Please reproduce all of the entries exactly, without omitting any.

→ **Data to process**:
"""

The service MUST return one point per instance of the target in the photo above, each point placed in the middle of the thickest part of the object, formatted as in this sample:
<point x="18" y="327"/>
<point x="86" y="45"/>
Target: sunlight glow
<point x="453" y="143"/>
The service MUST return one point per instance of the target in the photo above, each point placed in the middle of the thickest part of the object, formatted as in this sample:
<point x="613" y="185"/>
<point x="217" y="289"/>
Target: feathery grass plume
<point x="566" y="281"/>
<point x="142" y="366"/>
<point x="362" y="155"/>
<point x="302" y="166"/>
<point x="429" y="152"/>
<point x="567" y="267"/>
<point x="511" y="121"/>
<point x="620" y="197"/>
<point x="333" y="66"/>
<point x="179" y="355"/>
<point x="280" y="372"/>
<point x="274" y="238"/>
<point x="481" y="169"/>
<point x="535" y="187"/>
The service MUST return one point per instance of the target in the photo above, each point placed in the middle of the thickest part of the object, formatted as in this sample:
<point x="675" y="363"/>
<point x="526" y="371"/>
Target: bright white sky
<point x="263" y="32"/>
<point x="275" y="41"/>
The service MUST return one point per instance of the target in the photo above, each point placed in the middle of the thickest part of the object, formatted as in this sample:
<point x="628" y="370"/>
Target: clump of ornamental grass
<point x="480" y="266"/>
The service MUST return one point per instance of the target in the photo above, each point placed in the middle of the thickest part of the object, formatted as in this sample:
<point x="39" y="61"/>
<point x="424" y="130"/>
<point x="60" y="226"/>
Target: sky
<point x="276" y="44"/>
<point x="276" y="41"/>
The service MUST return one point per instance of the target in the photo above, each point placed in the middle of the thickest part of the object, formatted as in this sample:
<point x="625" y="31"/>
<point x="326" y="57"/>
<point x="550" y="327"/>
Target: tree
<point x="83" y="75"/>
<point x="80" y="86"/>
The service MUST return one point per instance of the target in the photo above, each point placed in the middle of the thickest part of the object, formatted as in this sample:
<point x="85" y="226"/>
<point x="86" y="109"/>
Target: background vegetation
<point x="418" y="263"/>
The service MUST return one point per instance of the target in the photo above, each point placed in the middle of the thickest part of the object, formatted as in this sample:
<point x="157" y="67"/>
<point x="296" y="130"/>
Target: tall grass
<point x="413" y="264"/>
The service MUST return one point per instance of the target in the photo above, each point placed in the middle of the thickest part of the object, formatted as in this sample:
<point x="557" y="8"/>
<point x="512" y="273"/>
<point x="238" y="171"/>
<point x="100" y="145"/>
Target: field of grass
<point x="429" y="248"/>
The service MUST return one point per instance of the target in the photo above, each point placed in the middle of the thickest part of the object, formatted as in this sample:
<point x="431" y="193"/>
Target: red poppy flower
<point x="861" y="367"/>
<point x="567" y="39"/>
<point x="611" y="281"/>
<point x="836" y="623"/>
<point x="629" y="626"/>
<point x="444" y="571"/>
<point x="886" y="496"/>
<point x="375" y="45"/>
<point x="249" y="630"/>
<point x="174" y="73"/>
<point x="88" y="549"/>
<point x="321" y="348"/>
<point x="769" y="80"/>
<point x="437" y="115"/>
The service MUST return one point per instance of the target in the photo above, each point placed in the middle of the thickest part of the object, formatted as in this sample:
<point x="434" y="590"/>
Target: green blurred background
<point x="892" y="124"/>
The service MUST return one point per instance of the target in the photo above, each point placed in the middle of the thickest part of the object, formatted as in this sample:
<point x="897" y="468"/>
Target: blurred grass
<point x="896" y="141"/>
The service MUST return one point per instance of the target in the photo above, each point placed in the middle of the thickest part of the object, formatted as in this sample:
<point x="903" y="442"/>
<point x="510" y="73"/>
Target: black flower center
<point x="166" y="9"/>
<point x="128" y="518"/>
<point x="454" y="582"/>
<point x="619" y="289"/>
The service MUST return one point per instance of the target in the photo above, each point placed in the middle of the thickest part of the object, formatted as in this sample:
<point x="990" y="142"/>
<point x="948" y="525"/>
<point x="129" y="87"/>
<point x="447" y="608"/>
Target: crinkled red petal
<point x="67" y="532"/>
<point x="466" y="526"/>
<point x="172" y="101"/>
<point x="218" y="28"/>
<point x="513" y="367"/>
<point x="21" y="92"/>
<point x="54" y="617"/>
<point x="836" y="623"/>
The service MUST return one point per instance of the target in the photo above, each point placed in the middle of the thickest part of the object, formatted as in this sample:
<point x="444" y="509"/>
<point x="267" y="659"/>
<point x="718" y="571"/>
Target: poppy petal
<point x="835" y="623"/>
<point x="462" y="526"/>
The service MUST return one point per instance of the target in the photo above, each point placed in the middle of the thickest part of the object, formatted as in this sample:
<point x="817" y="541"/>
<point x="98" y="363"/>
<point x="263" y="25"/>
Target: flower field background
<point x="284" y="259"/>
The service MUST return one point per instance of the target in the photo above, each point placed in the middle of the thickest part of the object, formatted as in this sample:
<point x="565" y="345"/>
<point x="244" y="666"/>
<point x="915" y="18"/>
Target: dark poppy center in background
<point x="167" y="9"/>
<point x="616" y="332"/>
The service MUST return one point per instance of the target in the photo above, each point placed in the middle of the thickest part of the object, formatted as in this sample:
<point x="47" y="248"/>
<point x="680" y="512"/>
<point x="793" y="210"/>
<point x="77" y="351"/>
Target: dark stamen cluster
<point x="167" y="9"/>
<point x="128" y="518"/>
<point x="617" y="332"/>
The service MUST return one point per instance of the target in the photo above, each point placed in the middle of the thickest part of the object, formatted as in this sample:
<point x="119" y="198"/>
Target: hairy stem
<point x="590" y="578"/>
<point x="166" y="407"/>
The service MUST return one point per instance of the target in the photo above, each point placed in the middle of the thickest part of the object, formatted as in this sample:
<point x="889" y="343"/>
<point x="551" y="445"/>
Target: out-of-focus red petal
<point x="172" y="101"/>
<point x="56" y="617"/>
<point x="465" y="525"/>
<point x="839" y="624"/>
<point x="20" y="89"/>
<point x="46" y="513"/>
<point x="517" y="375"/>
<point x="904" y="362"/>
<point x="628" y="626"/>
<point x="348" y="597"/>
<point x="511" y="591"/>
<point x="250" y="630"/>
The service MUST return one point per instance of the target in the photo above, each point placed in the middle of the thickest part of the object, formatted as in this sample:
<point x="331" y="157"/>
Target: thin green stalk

"""

→ **Solution for this exercise**:
The service MUST return one point per instance of the target in the photo above, each point placed in the middle of the thickest part of the object, formatted as in this sample:
<point x="18" y="327"/>
<point x="86" y="45"/>
Target: sunlight glow
<point x="453" y="143"/>
The service MUST return one point per instance of the target in the photo above, each point placed in the middle of the thickest part of the object, formatted as in this sample:
<point x="613" y="185"/>
<point x="217" y="289"/>
Target: feathery grass plume
<point x="566" y="281"/>
<point x="142" y="366"/>
<point x="362" y="155"/>
<point x="302" y="166"/>
<point x="429" y="152"/>
<point x="567" y="267"/>
<point x="511" y="121"/>
<point x="620" y="197"/>
<point x="333" y="66"/>
<point x="179" y="355"/>
<point x="280" y="372"/>
<point x="274" y="238"/>
<point x="481" y="169"/>
<point x="535" y="187"/>
The service MUST return one point per instance of the target in the photo above, each point placed in the middle of the thickest part of the object, formatted as in this sample:
<point x="675" y="363"/>
<point x="526" y="371"/>
Target: bright white sky
<point x="263" y="32"/>
<point x="275" y="41"/>
The service MUST return one point per instance of the target in the photo above, each point placed in the middle of the thickest part of the object, formatted as in this sample:
<point x="628" y="370"/>
Target: clump of ornamental grass
<point x="480" y="266"/>
The service MUST return one point per instance of the target in the photo above, each point placed in the middle of the thickest part of the object, formatted as in this sample:
<point x="39" y="61"/>
<point x="424" y="130"/>
<point x="60" y="226"/>
Target: sky
<point x="276" y="44"/>
<point x="276" y="41"/>
The service MUST return one point per instance of the target in the photo above, each point placed in the middle of the thickest part of the object, formatted as in this sample:
<point x="625" y="31"/>
<point x="326" y="57"/>
<point x="550" y="327"/>
Target: tree
<point x="83" y="75"/>
<point x="80" y="86"/>
The service MUST return one point per instance of the target in the photo above, each point placed in the middle of the thickest part of the object, formatted as in this sample:
<point x="85" y="226"/>
<point x="86" y="109"/>
Target: background vegetation
<point x="418" y="263"/>
The service MUST return one point per instance of the target in the photo above, each point placed in the middle of the thickest part of the object, formatted as in this sample:
<point x="157" y="67"/>
<point x="296" y="130"/>
Target: tall grass
<point x="413" y="264"/>
The service MUST return one point per instance of the target in the photo above, each point placed in the middle of the thickest part of the object, formatted as in this sample:
<point x="557" y="8"/>
<point x="512" y="273"/>
<point x="238" y="171"/>
<point x="100" y="145"/>
Target: field of grass
<point x="429" y="248"/>
The service MUST return one point per instance of the target in the photo above, each point placed in the middle of the thickest part of the object, formatted as in this sample:
<point x="431" y="193"/>
Target: red poppy flower
<point x="861" y="367"/>
<point x="567" y="39"/>
<point x="611" y="281"/>
<point x="836" y="623"/>
<point x="629" y="626"/>
<point x="444" y="571"/>
<point x="886" y="496"/>
<point x="375" y="45"/>
<point x="249" y="630"/>
<point x="174" y="73"/>
<point x="88" y="549"/>
<point x="321" y="348"/>
<point x="769" y="80"/>
<point x="437" y="115"/>
The service MUST return one point per instance of the target in the photo above, each point placed in the middle of the thickest part of the object, formatted as in this sample:
<point x="434" y="590"/>
Target: green blurred background
<point x="892" y="124"/>
The service MUST return one point per instance of the target in the photo above, each point placed in the middle of the thickest part of the object, formatted as in this sample:
<point x="897" y="468"/>
Target: blurred grass
<point x="896" y="141"/>
The service MUST return one point per instance of the target in the photo above, each point placed in the middle of the thickest part of the object, formatted as in this sample:
<point x="903" y="442"/>
<point x="510" y="73"/>
Target: black flower center
<point x="166" y="9"/>
<point x="128" y="518"/>
<point x="454" y="582"/>
<point x="619" y="289"/>
The service MUST return one point per instance of the target in the photo above, each point placed in the middle of the thickest part of the object, formatted as in this sample:
<point x="990" y="142"/>
<point x="948" y="525"/>
<point x="129" y="87"/>
<point x="447" y="608"/>
Target: crinkled red petal
<point x="67" y="532"/>
<point x="466" y="526"/>
<point x="172" y="101"/>
<point x="218" y="28"/>
<point x="513" y="367"/>
<point x="21" y="92"/>
<point x="54" y="617"/>
<point x="836" y="623"/>
The service MUST return one point per instance of the target in the photo above, each point placed in the middle of the thickest part of the object, formatted as in this sample:
<point x="444" y="509"/>
<point x="267" y="659"/>
<point x="718" y="571"/>
Target: poppy petal
<point x="835" y="623"/>
<point x="462" y="526"/>
The service MUST return one point per instance of the target in the photo above, each point placed in the middle of the thickest part of the object, formatted as in this sample:
<point x="817" y="541"/>
<point x="98" y="363"/>
<point x="263" y="25"/>
Target: flower field background
<point x="284" y="259"/>
The service MUST return one point per instance of the target in the photo above, each point placed in the middle of the thickest part of the object, formatted as in this sample:
<point x="565" y="345"/>
<point x="244" y="666"/>
<point x="915" y="18"/>
Target: dark poppy center in background
<point x="167" y="9"/>
<point x="616" y="332"/>
The service MUST return one point per instance of the target in the photo above, each point placed in the middle of the thickest part of the object, formatted as in this sample:
<point x="47" y="248"/>
<point x="680" y="512"/>
<point x="793" y="210"/>
<point x="77" y="351"/>
Target: dark stamen cluster
<point x="167" y="9"/>
<point x="128" y="518"/>
<point x="617" y="332"/>
The service MUST return one point per instance of the target in the photo above, each point placed in the middle of the thickest part of the object, formatted as in this sample:
<point x="119" y="198"/>
Target: hairy stem
<point x="590" y="578"/>
<point x="166" y="407"/>
The service MUST return one point per instance of the target in the photo above, each point placed in the middle of the thickest part of the object, formatted as in this sample:
<point x="889" y="343"/>
<point x="551" y="445"/>
Target: out-of-focus red petal
<point x="172" y="101"/>
<point x="56" y="617"/>
<point x="465" y="525"/>
<point x="839" y="624"/>
<point x="20" y="89"/>
<point x="46" y="513"/>
<point x="517" y="375"/>
<point x="904" y="362"/>
<point x="628" y="626"/>
<point x="348" y="597"/>
<point x="511" y="591"/>
<point x="250" y="630"/>
The service MUST return one point per instance of the target in the photo above, each point placed in the middle of the thickest part of the object, formatted as in this sample:
<point x="331" y="157"/>
Target: thin green stalk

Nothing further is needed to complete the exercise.